### Given request
Pick out every line of the records below that contains the word "cloudy", and copy each one.

Segmentation data
>> begin

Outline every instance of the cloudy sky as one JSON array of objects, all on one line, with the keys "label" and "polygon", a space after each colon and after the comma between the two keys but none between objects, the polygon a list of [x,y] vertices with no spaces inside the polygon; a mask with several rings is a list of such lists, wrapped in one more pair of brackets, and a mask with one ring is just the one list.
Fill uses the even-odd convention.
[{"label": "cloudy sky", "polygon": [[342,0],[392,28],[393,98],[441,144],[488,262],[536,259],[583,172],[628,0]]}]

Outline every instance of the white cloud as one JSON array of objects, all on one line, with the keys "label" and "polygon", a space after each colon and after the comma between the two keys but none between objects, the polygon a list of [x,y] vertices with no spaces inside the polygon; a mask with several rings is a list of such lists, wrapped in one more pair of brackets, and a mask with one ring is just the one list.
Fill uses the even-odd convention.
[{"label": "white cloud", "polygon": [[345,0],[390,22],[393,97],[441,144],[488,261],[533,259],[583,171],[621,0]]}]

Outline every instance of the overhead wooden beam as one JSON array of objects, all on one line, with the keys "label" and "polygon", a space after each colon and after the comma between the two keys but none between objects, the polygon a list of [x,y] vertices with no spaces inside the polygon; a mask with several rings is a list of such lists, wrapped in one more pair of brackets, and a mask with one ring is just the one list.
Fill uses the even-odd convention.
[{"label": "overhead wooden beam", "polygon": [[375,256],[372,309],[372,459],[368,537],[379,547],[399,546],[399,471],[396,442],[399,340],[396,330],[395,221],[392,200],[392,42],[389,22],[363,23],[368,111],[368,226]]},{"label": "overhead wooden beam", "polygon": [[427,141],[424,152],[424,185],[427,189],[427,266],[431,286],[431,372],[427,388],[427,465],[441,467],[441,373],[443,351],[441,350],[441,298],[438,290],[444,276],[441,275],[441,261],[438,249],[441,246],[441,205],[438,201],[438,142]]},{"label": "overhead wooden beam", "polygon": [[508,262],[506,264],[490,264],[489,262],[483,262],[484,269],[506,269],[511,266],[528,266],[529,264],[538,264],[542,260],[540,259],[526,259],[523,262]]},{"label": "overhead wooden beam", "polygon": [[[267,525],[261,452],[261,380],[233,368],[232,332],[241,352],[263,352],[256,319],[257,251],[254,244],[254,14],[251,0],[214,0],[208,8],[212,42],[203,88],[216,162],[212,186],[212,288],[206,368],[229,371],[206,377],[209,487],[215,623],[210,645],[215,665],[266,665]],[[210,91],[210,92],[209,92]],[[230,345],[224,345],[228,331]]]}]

>> end

### Task answer
Outline every instance of the cloudy sky as one JSON array of objects, all on one line, with the keys "label" and "polygon", a space after each colon and after the comma between the two keys but none between objects, the polygon a list of [x,y] vertices with no spaces inside the polygon; a mask with several rings is a list of such lists, wrapped in one more pair of brackets, and a mask with one ring is just the one list.
[{"label": "cloudy sky", "polygon": [[342,0],[392,28],[393,98],[441,144],[488,262],[536,259],[583,172],[628,0]]}]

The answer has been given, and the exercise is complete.